■ Work to do
Write out, word for word, the part of the post on interstitial writing starting with "Tuesday, October 13, 2009" and going on through "interest to you.".

■ Article
⁂
Tuesday, October 13, 2009

Interstitial Writing

An interstice, as I’m sure all of you geniuses know, is a small or narrow space between parts. To write on the interstices can mean to produce work that blurs the lines between genres, that straddles the boundary between high- and low-brow art, that thrives in the gap between disciplines, that combines different artistic media or even different languages…well, apparently, it can mean a lot of things.

If you’re a writer who likes to subvert readerly expectations and occasionally break the rules, the emergence of “interstitial writing” as a category in its own right should be of interest to you.

The term “interstitial writing” is most often used in relation to cross-genre fiction. For example, Delia Sherman (one of the main modern proponents of this style of literature) writes:

“Interstitial novels lurk near or on the borders of two, three, or more genres, owing allegiance to no single genre or set of conventions…Take Angela Carter, whose free and easy way with literary conventions surely makes her the Patron Saint of Interstitial writers. Nights at the Circus is part fairy-tale, part historical, part picaresque adventure, part circus story, part meditation on truth and reality. Wise Children draws its background from Hollywood history, its structure from the comedies of Shakespeare and Terence, and its characters from Charles Dickens. These books may have been published as Mainstream, but they swim against the current of that stream with every sentence. Similarly, T. Coraghessan Boyle's exuberant Water Music is equally Historical fiction, Literary Satire, and Magic Realism. Toni Morrison's Beloved owes as much to Fantasy as Historical Fiction or African-American fiction.”
⁂
■ Provided material
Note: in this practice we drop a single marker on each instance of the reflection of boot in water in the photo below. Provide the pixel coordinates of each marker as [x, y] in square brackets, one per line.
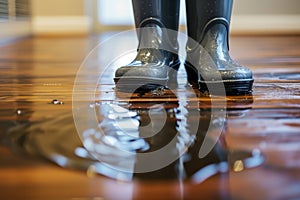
[209, 63]
[157, 23]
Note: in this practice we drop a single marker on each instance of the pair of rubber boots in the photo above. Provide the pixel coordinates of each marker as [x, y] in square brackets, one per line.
[207, 63]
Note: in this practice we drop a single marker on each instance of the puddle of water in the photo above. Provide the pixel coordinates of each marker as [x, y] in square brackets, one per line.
[127, 132]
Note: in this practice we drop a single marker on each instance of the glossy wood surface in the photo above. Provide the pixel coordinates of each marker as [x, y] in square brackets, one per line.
[35, 71]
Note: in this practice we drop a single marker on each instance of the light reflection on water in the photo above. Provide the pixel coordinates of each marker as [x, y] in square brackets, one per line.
[131, 130]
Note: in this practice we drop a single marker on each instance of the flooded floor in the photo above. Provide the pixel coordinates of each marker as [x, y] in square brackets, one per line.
[57, 116]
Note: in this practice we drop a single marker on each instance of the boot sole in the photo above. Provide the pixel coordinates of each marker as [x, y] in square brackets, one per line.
[141, 83]
[232, 87]
[133, 84]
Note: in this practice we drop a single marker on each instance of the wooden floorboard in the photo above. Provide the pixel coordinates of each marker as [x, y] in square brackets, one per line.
[35, 71]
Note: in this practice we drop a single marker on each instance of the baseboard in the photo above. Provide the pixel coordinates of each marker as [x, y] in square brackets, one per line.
[14, 29]
[61, 25]
[265, 24]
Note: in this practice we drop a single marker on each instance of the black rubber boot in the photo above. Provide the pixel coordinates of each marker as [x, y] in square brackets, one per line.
[209, 64]
[157, 25]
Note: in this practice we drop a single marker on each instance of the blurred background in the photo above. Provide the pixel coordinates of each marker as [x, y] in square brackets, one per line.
[76, 17]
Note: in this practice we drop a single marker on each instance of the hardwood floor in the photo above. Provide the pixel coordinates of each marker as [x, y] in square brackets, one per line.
[37, 96]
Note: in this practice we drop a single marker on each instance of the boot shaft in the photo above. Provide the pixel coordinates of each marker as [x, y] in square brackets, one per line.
[163, 12]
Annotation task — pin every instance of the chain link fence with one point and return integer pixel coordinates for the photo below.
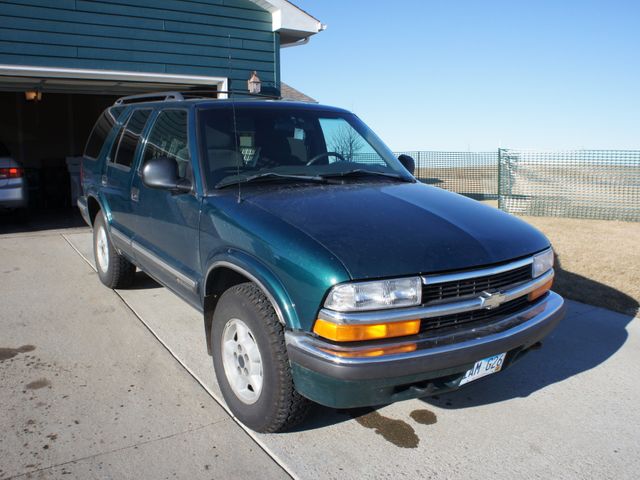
(474, 174)
(597, 184)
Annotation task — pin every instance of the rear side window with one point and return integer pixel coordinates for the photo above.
(168, 138)
(100, 132)
(4, 151)
(130, 137)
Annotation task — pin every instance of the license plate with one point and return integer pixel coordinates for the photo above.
(484, 367)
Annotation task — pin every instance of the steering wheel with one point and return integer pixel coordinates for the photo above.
(326, 154)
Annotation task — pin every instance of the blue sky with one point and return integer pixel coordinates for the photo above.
(476, 75)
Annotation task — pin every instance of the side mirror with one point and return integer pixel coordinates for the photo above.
(408, 162)
(162, 173)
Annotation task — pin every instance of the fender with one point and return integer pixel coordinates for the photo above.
(268, 282)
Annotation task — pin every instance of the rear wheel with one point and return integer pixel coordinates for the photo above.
(251, 363)
(114, 270)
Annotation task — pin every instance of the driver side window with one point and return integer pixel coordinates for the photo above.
(169, 138)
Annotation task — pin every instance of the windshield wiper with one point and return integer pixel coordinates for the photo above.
(360, 172)
(270, 176)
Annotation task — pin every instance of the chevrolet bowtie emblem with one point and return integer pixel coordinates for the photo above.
(491, 300)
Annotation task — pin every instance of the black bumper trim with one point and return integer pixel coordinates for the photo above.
(530, 326)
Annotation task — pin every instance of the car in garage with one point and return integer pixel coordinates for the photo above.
(323, 270)
(14, 194)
⁂
■ Answer to this exercise
Tuesday, October 13, 2009

Interstitial Writing

An interstice, as I’m sure all of you geniuses know, is a small or narrow space between parts. To write on the interstices can mean to produce work that blurs the lines between genres, that straddles the boundary between high- and low-brow art, that thrives in the gap between disciplines, that combines different artistic media or even different languages…well, apparently, it can mean a lot of things.

If you’re a writer who likes to subvert readerly expectations and occasionally break the rules, the emergence of “interstitial writing” as a category in its own right should be of interest to you.